→ Your assignment: Could you set down every entry exactly as it appears?

[Data for this task — start]

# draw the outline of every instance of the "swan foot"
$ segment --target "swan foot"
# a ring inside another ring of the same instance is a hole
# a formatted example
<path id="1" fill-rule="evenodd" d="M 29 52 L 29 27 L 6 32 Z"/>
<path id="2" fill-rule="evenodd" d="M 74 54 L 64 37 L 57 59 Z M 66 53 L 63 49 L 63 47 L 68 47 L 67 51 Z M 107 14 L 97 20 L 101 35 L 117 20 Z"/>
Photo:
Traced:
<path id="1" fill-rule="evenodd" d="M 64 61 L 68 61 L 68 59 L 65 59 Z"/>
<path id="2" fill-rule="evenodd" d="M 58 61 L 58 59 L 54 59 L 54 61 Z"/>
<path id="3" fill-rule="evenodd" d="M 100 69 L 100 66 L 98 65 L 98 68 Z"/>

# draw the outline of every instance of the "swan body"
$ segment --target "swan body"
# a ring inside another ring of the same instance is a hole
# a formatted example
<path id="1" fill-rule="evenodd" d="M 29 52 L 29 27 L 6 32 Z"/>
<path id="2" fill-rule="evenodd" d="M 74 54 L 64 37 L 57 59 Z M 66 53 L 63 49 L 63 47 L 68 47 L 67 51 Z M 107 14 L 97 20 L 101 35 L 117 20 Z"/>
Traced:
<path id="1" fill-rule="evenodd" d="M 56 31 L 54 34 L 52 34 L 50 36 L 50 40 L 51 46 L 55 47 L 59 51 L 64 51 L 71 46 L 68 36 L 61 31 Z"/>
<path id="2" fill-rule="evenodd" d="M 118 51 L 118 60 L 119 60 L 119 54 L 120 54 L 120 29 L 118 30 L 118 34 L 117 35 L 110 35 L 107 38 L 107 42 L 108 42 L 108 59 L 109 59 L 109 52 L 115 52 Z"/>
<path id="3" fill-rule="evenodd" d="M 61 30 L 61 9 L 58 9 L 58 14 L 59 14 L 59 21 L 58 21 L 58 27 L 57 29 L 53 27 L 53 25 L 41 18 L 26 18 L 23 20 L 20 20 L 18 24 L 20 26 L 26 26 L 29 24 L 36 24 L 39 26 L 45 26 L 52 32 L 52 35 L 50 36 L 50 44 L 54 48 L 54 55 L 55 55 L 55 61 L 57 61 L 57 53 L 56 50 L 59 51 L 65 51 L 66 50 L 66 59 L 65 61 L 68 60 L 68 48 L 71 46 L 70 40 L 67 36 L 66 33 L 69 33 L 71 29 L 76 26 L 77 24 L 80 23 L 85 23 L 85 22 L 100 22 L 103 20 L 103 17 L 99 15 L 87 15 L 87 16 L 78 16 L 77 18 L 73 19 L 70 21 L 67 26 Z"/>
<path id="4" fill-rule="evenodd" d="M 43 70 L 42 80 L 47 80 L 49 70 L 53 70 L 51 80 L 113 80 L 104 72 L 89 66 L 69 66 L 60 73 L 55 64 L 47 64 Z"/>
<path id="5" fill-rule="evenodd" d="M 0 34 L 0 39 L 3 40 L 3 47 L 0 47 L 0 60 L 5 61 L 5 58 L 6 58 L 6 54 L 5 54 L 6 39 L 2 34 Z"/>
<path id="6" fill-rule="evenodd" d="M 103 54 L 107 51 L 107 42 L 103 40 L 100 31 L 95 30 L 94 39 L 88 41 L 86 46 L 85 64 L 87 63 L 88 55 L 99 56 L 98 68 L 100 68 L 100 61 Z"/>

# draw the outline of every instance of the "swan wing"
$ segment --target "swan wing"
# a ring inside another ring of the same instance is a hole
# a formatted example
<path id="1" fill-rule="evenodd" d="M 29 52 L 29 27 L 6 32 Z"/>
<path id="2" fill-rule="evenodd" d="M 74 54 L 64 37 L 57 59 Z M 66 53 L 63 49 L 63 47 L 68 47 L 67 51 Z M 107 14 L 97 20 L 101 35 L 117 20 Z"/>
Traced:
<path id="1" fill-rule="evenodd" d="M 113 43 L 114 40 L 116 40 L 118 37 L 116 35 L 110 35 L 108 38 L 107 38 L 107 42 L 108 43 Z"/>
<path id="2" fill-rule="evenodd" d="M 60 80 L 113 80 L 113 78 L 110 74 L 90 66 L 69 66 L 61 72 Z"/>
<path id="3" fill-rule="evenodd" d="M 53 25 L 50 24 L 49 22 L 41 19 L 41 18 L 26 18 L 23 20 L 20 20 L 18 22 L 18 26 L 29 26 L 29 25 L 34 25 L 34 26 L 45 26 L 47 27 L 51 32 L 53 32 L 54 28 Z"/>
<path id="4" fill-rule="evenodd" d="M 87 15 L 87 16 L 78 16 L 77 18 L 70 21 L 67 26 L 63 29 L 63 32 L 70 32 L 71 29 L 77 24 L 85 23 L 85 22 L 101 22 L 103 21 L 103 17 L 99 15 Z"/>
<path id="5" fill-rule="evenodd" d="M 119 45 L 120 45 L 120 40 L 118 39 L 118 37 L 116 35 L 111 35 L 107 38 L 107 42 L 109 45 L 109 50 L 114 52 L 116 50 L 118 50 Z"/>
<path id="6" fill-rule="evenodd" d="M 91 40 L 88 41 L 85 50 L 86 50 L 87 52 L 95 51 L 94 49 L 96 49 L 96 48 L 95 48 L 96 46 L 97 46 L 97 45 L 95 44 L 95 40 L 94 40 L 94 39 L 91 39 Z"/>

[Data for this task — finish]

→ Output of the exercise:
# draw the outline of every instance of the "swan foot"
$ segment --target "swan foot"
# a ring inside another ring of the same instance is a hole
# a formatted example
<path id="1" fill-rule="evenodd" d="M 29 52 L 29 27 L 6 32 Z"/>
<path id="2" fill-rule="evenodd" d="M 74 54 L 64 37 L 57 59 Z M 66 53 L 63 49 L 63 47 L 68 47 L 67 51 Z M 107 14 L 97 20 L 101 35 L 117 20 Z"/>
Photo:
Traced:
<path id="1" fill-rule="evenodd" d="M 64 61 L 68 61 L 68 59 L 65 59 Z"/>
<path id="2" fill-rule="evenodd" d="M 58 61 L 58 59 L 54 59 L 54 61 Z"/>
<path id="3" fill-rule="evenodd" d="M 100 69 L 100 66 L 98 65 L 98 68 Z"/>

# draw the outline of every instance of the "swan body"
$ segment --target "swan body"
# a ring inside another ring of the same instance is a hole
# a formatted example
<path id="1" fill-rule="evenodd" d="M 29 52 L 29 27 L 6 32 Z"/>
<path id="2" fill-rule="evenodd" d="M 74 54 L 64 37 L 57 59 Z M 66 53 L 63 49 L 63 47 L 68 47 L 67 51 Z M 107 14 L 97 20 L 101 35 L 117 20 Z"/>
Traced:
<path id="1" fill-rule="evenodd" d="M 56 31 L 54 34 L 52 34 L 50 36 L 50 40 L 51 46 L 55 47 L 59 51 L 64 51 L 71 46 L 68 36 L 61 31 Z"/>
<path id="2" fill-rule="evenodd" d="M 118 51 L 118 60 L 119 60 L 119 54 L 120 54 L 120 29 L 118 30 L 118 34 L 117 35 L 110 35 L 107 38 L 107 42 L 108 42 L 108 59 L 109 59 L 109 52 L 115 52 Z"/>
<path id="3" fill-rule="evenodd" d="M 61 30 L 61 9 L 58 9 L 58 14 L 59 14 L 59 21 L 58 21 L 58 27 L 57 29 L 53 27 L 53 25 L 41 18 L 26 18 L 23 20 L 20 20 L 18 24 L 20 26 L 26 26 L 29 24 L 36 24 L 39 26 L 45 26 L 52 32 L 52 35 L 50 36 L 50 44 L 54 48 L 54 55 L 55 55 L 55 61 L 57 61 L 57 53 L 56 50 L 59 51 L 65 51 L 66 50 L 66 59 L 65 61 L 68 60 L 68 48 L 71 46 L 70 40 L 67 36 L 66 33 L 69 33 L 71 29 L 76 26 L 77 24 L 80 23 L 85 23 L 85 22 L 100 22 L 103 20 L 103 17 L 99 15 L 87 15 L 87 16 L 78 16 L 77 18 L 73 19 L 70 21 L 67 26 Z"/>
<path id="4" fill-rule="evenodd" d="M 43 70 L 42 80 L 47 80 L 49 70 L 53 70 L 51 80 L 113 80 L 104 72 L 89 66 L 69 66 L 60 73 L 55 64 L 47 64 Z"/>
<path id="5" fill-rule="evenodd" d="M 0 34 L 0 39 L 3 40 L 3 47 L 0 47 L 0 60 L 5 61 L 5 58 L 6 58 L 6 54 L 5 54 L 6 39 L 2 34 Z"/>
<path id="6" fill-rule="evenodd" d="M 103 54 L 107 51 L 107 42 L 103 40 L 100 31 L 95 30 L 94 39 L 88 41 L 86 46 L 85 64 L 87 63 L 88 55 L 99 56 L 98 68 L 100 68 L 100 61 Z"/>

# draw the outline of every instance of the "swan wing"
$ segment --target "swan wing"
# a ring inside another ring of the same instance is a hole
# a formatted example
<path id="1" fill-rule="evenodd" d="M 29 52 L 29 27 L 6 32 Z"/>
<path id="2" fill-rule="evenodd" d="M 74 54 L 64 37 L 57 59 Z M 66 53 L 63 49 L 63 47 L 68 47 L 67 51 Z M 107 14 L 97 20 L 101 35 L 117 20 Z"/>
Traced:
<path id="1" fill-rule="evenodd" d="M 113 43 L 114 40 L 116 40 L 118 37 L 116 35 L 110 35 L 108 38 L 107 38 L 107 42 L 108 43 Z"/>
<path id="2" fill-rule="evenodd" d="M 60 80 L 113 80 L 113 78 L 110 74 L 90 66 L 69 66 L 61 72 Z"/>
<path id="3" fill-rule="evenodd" d="M 53 25 L 50 24 L 49 22 L 41 19 L 41 18 L 26 18 L 23 20 L 20 20 L 18 22 L 18 26 L 29 26 L 29 25 L 34 25 L 34 26 L 45 26 L 47 27 L 51 32 L 53 32 L 54 28 Z"/>
<path id="4" fill-rule="evenodd" d="M 87 15 L 87 16 L 78 16 L 77 18 L 70 21 L 67 26 L 63 29 L 63 32 L 70 32 L 71 29 L 77 24 L 85 23 L 85 22 L 101 22 L 103 21 L 103 17 L 99 15 Z"/>
<path id="5" fill-rule="evenodd" d="M 119 45 L 120 45 L 120 40 L 118 39 L 118 37 L 116 35 L 111 35 L 107 38 L 107 42 L 109 45 L 109 50 L 114 52 L 116 50 L 118 50 Z"/>
<path id="6" fill-rule="evenodd" d="M 91 40 L 88 41 L 85 50 L 86 50 L 87 52 L 95 51 L 94 49 L 96 49 L 96 48 L 95 48 L 96 46 L 97 46 L 97 45 L 95 44 L 95 40 L 94 40 L 94 39 L 91 39 Z"/>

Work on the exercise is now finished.